What you are asked to do> Leave out the pictures and retype everything else in the records below exactly.

Exercise materials>
=== Section Start ===

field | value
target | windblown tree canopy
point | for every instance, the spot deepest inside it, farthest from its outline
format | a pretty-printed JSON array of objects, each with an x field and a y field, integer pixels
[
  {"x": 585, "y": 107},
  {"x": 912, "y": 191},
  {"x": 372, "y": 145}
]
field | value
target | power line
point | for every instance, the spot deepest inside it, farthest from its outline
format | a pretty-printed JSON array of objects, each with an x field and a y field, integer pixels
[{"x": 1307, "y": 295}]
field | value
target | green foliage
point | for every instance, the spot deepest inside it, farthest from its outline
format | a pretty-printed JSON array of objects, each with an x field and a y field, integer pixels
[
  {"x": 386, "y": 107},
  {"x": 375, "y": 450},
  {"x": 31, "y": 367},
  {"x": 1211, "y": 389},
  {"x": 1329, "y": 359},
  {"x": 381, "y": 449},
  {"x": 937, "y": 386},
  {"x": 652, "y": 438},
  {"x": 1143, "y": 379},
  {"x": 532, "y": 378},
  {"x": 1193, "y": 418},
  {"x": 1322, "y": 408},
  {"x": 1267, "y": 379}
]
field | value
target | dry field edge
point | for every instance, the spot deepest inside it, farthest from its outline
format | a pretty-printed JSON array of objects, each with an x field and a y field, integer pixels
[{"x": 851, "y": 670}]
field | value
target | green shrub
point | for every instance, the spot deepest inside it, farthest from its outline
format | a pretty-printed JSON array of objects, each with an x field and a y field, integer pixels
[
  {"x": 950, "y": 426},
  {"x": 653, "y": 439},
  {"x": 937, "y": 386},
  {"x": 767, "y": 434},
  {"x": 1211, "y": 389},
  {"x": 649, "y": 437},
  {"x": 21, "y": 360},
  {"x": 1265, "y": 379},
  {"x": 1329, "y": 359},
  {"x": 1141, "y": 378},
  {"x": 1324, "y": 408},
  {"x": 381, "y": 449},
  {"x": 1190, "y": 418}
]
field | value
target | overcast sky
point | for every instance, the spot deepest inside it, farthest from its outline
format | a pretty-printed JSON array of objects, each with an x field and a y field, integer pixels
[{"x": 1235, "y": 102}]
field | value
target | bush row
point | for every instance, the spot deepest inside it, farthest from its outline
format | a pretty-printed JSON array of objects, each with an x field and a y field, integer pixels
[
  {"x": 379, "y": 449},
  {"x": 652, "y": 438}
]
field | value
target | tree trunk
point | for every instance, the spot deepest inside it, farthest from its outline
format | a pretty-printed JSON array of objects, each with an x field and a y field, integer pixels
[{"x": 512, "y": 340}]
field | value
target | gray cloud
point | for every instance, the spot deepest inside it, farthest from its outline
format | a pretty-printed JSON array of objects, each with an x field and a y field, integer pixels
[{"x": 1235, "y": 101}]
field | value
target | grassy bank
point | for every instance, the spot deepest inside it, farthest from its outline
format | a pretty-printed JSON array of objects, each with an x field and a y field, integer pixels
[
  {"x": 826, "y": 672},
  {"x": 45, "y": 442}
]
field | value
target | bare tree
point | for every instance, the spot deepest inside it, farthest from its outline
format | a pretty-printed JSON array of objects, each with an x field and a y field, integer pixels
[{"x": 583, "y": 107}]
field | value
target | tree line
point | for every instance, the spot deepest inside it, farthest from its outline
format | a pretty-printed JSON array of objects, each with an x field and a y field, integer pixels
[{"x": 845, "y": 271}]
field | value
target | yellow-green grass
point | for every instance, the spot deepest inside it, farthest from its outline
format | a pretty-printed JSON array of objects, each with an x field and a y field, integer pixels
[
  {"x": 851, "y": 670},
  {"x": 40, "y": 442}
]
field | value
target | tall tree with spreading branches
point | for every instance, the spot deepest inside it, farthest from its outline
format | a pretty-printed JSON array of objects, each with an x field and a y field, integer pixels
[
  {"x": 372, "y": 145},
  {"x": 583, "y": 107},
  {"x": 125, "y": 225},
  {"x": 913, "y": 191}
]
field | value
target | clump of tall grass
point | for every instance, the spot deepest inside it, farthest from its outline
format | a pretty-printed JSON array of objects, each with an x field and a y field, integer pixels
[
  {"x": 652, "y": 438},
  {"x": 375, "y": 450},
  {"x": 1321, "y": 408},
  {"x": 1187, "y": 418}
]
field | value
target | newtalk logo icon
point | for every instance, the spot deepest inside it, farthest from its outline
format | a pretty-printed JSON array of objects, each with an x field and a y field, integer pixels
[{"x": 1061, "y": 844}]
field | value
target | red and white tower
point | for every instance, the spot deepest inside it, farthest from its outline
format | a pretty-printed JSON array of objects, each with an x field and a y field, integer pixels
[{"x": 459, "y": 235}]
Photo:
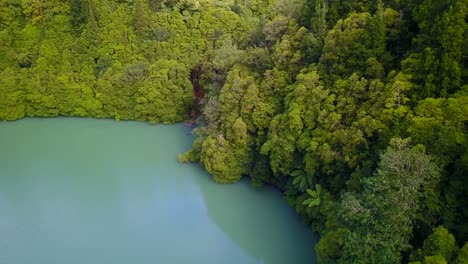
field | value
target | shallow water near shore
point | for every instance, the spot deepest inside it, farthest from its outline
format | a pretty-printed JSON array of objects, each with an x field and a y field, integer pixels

=== Section End ===

Result for this exercise>
field | value
target | windblown tree canopy
point | for every instance, the spot deepest inside it, farthest from its outline
format | a pretty-printed JSON array of objects, each with an x field and a y field, integer pixels
[
  {"x": 585, "y": 107},
  {"x": 912, "y": 191},
  {"x": 372, "y": 145}
]
field | value
target | power line
point | for every instance, the spot deepest inside it, farthest from its outline
format | a pretty-printed JSON array of objects, each with an x field and a y field, integer pixels
[{"x": 1307, "y": 295}]
field | value
target | green foliage
point | for every instance, the spot deepest inside it, farthest from its outline
format | a pretty-printed JSON array of objects, each with an x field and a y field, integer pixels
[
  {"x": 386, "y": 107},
  {"x": 375, "y": 450},
  {"x": 31, "y": 367},
  {"x": 1211, "y": 389},
  {"x": 1329, "y": 359},
  {"x": 381, "y": 449},
  {"x": 937, "y": 386},
  {"x": 652, "y": 438},
  {"x": 1143, "y": 379},
  {"x": 532, "y": 378},
  {"x": 1193, "y": 418},
  {"x": 1322, "y": 408},
  {"x": 1267, "y": 379}
]
field | value
target | dry field edge
point | for every instance, the spot deepest inside it, farthest from its outline
format | a pretty-printed JSON array of objects, each with an x field and a y field, integer pixels
[{"x": 851, "y": 670}]
field | value
target | green shrub
point | for every instance, the spot deepest inside it, farthest from its outline
format | a pretty-printed JSON array of objects, each with an x field and a y field, integer pixels
[
  {"x": 950, "y": 426},
  {"x": 653, "y": 439},
  {"x": 937, "y": 386},
  {"x": 767, "y": 434},
  {"x": 1211, "y": 389},
  {"x": 649, "y": 437},
  {"x": 21, "y": 360},
  {"x": 1265, "y": 379},
  {"x": 1329, "y": 359},
  {"x": 1141, "y": 378},
  {"x": 1324, "y": 408},
  {"x": 381, "y": 449},
  {"x": 1190, "y": 418}
]
field | value
target | overcast sky
point | for every instance, the spot deepest inside it, farthest from its outline
format | a pretty-printed JSON array of objects, each with an x field and a y field, integer pixels
[{"x": 1235, "y": 102}]
field | value
target | bush row
point | for every instance, the spot deepest inside it, farthest from its outline
format | a pretty-printed JSON array of objects, each with an x field and a y field, integer pixels
[
  {"x": 379, "y": 449},
  {"x": 652, "y": 438}
]
field | value
target | tree trunk
point | for every instance, the spot deepest inside it, farthest from its outline
format | a pretty-printed JSON array of objects, each with an x field and a y field, integer pixels
[{"x": 512, "y": 340}]
field | value
target | gray cloud
point | for every instance, the spot deepest inside it, farthest from its outline
format | a pretty-printed JSON array of objects, each with an x field and a y field, integer pixels
[{"x": 1235, "y": 101}]
field | value
target | grassy bank
point | for every instance, the spot deepest inside it, farthest from its outline
format | a pretty-printed JSON array of objects, each with an x field and a y field, integer pixels
[
  {"x": 826, "y": 672},
  {"x": 45, "y": 442}
]
field | value
target | bare tree
point | for every instance, the spot deepest inside it, farthest from its outline
format | a pretty-printed JSON array of objects, each with an x field and a y field, integer pixels
[{"x": 583, "y": 107}]
field | value
target | tree line
point | for every instance, the spot deepest inside it, farthest from its outline
format | a pretty-printed JSON array of objects, each with an x field and a y field, integer pixels
[{"x": 845, "y": 271}]
field | value
target | yellow-green grass
point | for every instance, the spot deepest inside it, farthest from its outline
format | a pretty-printed JSON array of objects, each with an x field and a y field, integer pixels
[
  {"x": 851, "y": 670},
  {"x": 40, "y": 442}
]
field | value
target | tall tree with spreading branches
point | for every instance, the spot deepest inside it, farthest from its outline
format | a pretty-printed JSON array of objects, each with an x field and a y field, integer pixels
[
  {"x": 372, "y": 145},
  {"x": 583, "y": 107},
  {"x": 125, "y": 225},
  {"x": 913, "y": 191}
]
field | value
target | clump of tall grass
point | for every instance, the spot deepest inside it, farthest from its outline
format | a pretty-printed JSON array of objects, each with an x field and a y field, integer pixels
[
  {"x": 652, "y": 438},
  {"x": 375, "y": 450},
  {"x": 1321, "y": 408},
  {"x": 1187, "y": 418}
]
field | value
target | newtalk logo icon
point | for every instance, the spot deepest inside it, farthest from its outline
format | a pretty-printed JSON array of objects, each with an x field and a y field, integer pixels
[{"x": 1061, "y": 844}]
field | value
target | red and white tower
point | for every instance, the spot deepest inside it, farthest from its outline
format | a pretty-printed JSON array of objects, each with an x field and a y field, integer pixels
[{"x": 459, "y": 235}]
Photo:
field | value
target | shallow water near shore
point | for every instance, the spot deepest inside it, farthest from its outline
format | a pretty-printed JSON array of objects, each with an x field and a y field, integer pixels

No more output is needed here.